Goal of the exercise:
Pictures do not belong in the copy; retype the records below exactly.

---- Source data

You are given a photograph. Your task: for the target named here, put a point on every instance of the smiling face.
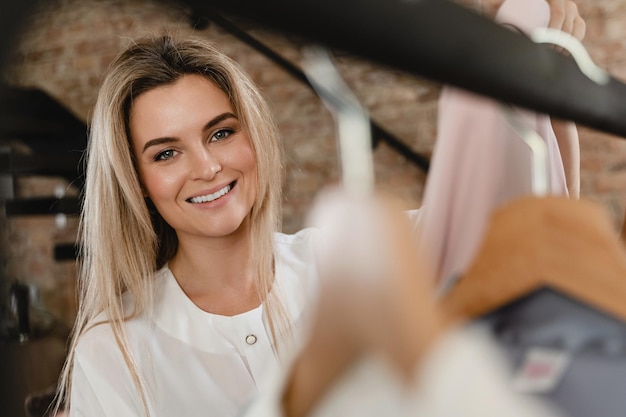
(194, 160)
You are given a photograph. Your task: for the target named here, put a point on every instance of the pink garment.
(479, 163)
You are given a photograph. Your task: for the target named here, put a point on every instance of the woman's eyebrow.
(209, 125)
(218, 119)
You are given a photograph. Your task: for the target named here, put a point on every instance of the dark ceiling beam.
(447, 43)
(379, 133)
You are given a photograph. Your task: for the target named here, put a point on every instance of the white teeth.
(211, 197)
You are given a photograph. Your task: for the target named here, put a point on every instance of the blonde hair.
(123, 241)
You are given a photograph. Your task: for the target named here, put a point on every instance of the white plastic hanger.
(352, 121)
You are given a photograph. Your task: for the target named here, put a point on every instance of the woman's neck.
(217, 274)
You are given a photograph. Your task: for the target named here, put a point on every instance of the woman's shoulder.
(99, 337)
(302, 240)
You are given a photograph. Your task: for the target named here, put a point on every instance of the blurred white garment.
(463, 375)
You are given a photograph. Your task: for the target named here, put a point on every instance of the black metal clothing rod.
(448, 43)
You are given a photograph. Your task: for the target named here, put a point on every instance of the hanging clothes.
(477, 164)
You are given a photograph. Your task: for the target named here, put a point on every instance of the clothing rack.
(447, 43)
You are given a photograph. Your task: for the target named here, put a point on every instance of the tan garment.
(567, 245)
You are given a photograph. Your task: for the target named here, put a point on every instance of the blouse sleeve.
(101, 382)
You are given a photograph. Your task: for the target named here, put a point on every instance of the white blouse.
(194, 363)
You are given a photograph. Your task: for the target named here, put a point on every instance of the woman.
(188, 294)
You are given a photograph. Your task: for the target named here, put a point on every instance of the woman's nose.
(206, 164)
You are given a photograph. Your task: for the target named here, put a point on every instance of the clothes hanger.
(354, 141)
(534, 242)
(544, 241)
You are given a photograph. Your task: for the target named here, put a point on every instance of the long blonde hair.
(123, 241)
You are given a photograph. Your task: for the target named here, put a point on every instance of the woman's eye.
(221, 135)
(167, 154)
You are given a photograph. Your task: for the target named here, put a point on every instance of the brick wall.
(68, 44)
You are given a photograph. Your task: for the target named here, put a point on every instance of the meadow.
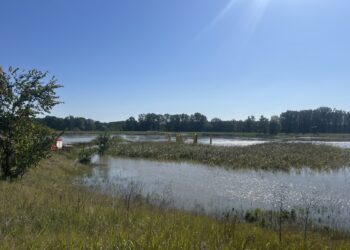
(47, 209)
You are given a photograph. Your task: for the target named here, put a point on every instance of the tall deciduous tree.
(23, 141)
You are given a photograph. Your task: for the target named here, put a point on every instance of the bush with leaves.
(23, 142)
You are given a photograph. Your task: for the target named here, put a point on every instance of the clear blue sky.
(223, 58)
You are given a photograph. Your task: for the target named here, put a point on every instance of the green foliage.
(276, 156)
(103, 142)
(24, 142)
(47, 210)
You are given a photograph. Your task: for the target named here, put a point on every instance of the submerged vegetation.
(47, 210)
(269, 156)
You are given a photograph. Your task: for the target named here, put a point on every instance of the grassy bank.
(45, 210)
(281, 136)
(271, 156)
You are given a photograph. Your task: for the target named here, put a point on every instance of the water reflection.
(216, 190)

--------

Exercise solution:
You are given a photograph. Your task: for the target named here, put a point on every instance of the smiling face.
(194, 160)
You are given a photograph. Your task: for the target named here, put a point on every instance of the pink garment.
(479, 163)
You are given a photograph. Your task: for the target named here, put a point on every instance of the woman's eyebrow.
(209, 125)
(218, 119)
You are given a photograph. Your task: for the target named here, put a point on every instance of the dark ceiling beam.
(447, 43)
(379, 133)
You are given a photograph. Your task: for the target named here, put a point on every instance of the white teeth.
(211, 197)
You are given a photograph. Your task: for the target named here, put a point on every instance of the blonde hair.
(123, 241)
You are given a photograph. Your task: for the target named here, put a point on every instance of the white plastic hanger.
(352, 121)
You are given a photograph. Your task: for the target named here, put a point on every instance of the woman's neck.
(217, 274)
You are given a photograph. Your task: for the target named here, put a point on every instance of the woman's shoulder.
(99, 337)
(302, 240)
You are given a photograph. Your task: for the target named here, put a point on every instance of the blurred white garment.
(463, 375)
You are given a photograph. Your task: for the target named here, put a point on every instance of the black metal clothing rod.
(448, 43)
You are given a photograph. Your task: for the target named here, put a point on every instance of the hanging clothes.
(477, 164)
You are given a photograph. Your task: for the target named here, put a point on every instance of the clothing rack.
(447, 43)
You are given a photograph. Your task: for the target named here, put a point on every instance of the tan garment.
(567, 245)
You are given a photograph. Your task: for the target named here, put a point on every instance of the blouse sleeve.
(101, 382)
You are given a photograph. Your task: for the target named here, put a point on every instance of the white blouse.
(194, 363)
You are given a photograph. Your task: for the target named here, put a point on every instance of the woman.
(188, 294)
You are given a photograph. Your task: for the target named here, put a point on every instance of the woman's nose.
(206, 164)
You are given a photograph. Your task: for the target named here, put a point on every instance of the clothes hanger.
(354, 141)
(534, 242)
(544, 241)
You are given a photograph. Your task: for the target named here, put a point on every instance of the long blonde hair.
(123, 241)
You are given a photograph. Your task: for the target named here, put a point on every instance of the woman's eye.
(221, 135)
(167, 154)
You are given a photograph. Your task: for the target named here, put a point on every instance of the brick wall.
(68, 44)
You are given a photograph. Your task: for the target named here, put a point on every instance of the meadow.
(47, 209)
You are given a photograph. Your task: for the target named here, put a point on every instance of the tall deciduous tree.
(23, 141)
You are given a photograph. Your task: for the target named here, put a point on every instance of the bush with leaves.
(23, 142)
You are given a photograph. Your task: for the target named here, put a point on every instance of the clear blue sky.
(223, 58)
You are given a photograph. Your task: for the target named here, put a point on every instance of the green foliage.
(276, 156)
(103, 142)
(24, 142)
(47, 210)
You are given a photograph. Your task: for the target named here, put a point on every instance of the submerged vegetation.
(47, 210)
(269, 156)
You are given a photograph. Your task: for the target named here, put a point on every instance of the grassy bank.
(45, 210)
(281, 136)
(271, 156)
You are given a photograph. Your task: for the target named here, put a point on every instance of the water reflection.
(216, 190)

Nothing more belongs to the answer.